[Extract to read]

MHASF Wellness Center poster mockups

MHASF Wellness Center

CARE Court Peer Support and Wellness Center


Overview

ROLE

Creative Director

CLIENT

Mental Health Association of San Francisco

LOCATION

The Flood Building, San Francisco

TIMELINE

2 months

The Mental Health Association of San Francisco opened a new CARE Court Peer Support and Wellness Center in the Flood Building in downtown San Francisco. CARE Court is a California program that provides court-supervised community treatment for people with serious mental illness. The center needed a complete visual identity to make the space feel welcoming, therapeutic, and grounded in peer support values – for people who might be experiencing the hardest moment of their lives.

As Creative Director, I designed a suite of ten original wellness posters for display throughout the center, alongside environmental graphics and signage for the physical space. The design challenge was significant: the work had to be warm enough for a clinical environment, honest enough to speak to people in crisis, and professional enough to reflect the credibility of MHASF as an organization. Every visual decision was in service of one goal – making people feel less alone.

Concept

Design for the hardest moment – warm, honest, and grounded in care.

Wellness center design exists at the intersection of healthcare and hospitality, and the visual language has to hold both. Too clinical and it feels institutional; too casual and it undermines the seriousness of the support being offered. The brief called for a system that could speak to people navigating court-supervised mental health treatment – a population that may have experienced significant stigma and distrust – and invite them into a space that felt genuinely different.

[/Extract to read]
[Supplied entries]

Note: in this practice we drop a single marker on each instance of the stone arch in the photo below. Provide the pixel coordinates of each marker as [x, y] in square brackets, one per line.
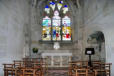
[97, 41]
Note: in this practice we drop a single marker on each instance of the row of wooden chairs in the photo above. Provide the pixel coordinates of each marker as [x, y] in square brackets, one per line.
[25, 67]
[81, 68]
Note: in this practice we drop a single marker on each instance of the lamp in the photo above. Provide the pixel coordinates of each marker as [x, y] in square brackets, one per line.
[89, 51]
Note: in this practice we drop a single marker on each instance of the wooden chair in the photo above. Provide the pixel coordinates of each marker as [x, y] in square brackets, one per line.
[9, 69]
[81, 72]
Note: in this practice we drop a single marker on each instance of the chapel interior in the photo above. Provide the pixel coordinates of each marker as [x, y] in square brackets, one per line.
[56, 37]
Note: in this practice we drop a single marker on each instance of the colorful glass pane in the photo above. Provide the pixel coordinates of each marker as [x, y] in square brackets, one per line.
[46, 30]
[65, 9]
[46, 21]
[53, 28]
[66, 21]
[52, 5]
[59, 5]
[66, 33]
[47, 9]
[46, 37]
[46, 33]
[56, 19]
[56, 33]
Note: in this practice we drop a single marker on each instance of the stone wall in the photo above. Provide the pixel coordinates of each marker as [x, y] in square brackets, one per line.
[98, 16]
[13, 18]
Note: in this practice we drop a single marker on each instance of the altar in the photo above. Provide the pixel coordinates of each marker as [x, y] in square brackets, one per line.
[57, 59]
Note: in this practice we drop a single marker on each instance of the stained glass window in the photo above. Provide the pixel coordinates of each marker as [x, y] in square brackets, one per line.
[56, 25]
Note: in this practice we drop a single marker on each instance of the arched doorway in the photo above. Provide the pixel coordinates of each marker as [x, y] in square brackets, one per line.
[97, 41]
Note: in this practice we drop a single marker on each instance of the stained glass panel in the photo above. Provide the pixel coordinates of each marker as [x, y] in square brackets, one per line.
[46, 33]
[66, 21]
[65, 9]
[56, 33]
[55, 28]
[52, 5]
[66, 33]
[56, 19]
[47, 9]
[46, 21]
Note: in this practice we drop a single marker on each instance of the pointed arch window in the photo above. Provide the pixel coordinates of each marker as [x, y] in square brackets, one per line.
[56, 22]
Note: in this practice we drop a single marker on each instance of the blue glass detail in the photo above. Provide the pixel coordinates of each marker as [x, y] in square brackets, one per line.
[65, 6]
[46, 6]
[61, 2]
[52, 3]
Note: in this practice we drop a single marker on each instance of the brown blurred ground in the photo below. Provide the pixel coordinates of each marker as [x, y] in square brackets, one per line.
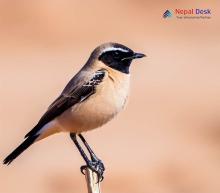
[168, 138]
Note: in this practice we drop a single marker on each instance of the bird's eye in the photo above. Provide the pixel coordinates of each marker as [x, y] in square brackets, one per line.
[116, 54]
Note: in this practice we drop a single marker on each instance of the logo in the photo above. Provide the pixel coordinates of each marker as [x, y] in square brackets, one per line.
[192, 13]
[167, 14]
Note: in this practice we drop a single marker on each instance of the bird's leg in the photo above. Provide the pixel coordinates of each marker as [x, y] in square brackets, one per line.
[94, 158]
[94, 164]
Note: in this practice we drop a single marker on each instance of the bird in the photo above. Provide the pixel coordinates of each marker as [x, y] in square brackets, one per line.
[94, 96]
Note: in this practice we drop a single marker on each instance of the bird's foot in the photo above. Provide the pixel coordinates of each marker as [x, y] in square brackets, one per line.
[96, 166]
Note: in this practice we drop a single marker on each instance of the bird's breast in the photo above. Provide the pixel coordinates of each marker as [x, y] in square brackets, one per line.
[110, 97]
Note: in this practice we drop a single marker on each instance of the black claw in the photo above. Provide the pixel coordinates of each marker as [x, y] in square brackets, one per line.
[97, 167]
[82, 169]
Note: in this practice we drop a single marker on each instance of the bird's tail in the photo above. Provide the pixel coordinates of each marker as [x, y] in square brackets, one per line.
[23, 146]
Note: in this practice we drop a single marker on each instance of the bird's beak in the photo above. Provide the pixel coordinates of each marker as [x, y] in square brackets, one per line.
[138, 55]
[134, 56]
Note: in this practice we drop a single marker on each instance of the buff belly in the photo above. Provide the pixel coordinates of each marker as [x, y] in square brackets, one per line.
[97, 110]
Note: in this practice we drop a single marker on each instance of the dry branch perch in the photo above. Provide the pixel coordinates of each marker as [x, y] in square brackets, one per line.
[93, 184]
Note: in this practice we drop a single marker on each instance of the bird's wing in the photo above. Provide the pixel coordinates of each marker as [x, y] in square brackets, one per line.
[72, 94]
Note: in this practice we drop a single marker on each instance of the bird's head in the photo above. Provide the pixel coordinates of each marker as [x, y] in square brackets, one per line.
[116, 56]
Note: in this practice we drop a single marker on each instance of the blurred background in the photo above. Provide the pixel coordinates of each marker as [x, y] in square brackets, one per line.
[168, 138]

[/Supplied entries]

| Task requirements |
A. List each heading under "Overview" in the text on the MHASF Wellness Center, along with the entry given for it.
B. Rewrite the paragraph beginning "As Creative Director, I designed" from the text on the MHASF Wellness Center as a short bulleted list that keeps its main facts.
The items above were taken from a different source than the text on the MHASF Wellness Center.

| Responses in order |
A.
- Role: Creative Director
- Client: Mental Health Association of San Francisco
- Location: The Flood Building, San Francisco
- Timeline: 2 months

B.
- Role: Creative Director
- Work: ten original wellness posters for display throughout the center, plus environmental graphics and signage for the physical space
- Challenge: the work had to be:
  - warm enough for a clinical environment
  - honest enough to speak to people in crisis
  - professional enough to reflect MHASF's credibility as an organization
- Goal of every visual decision: making people feel less alone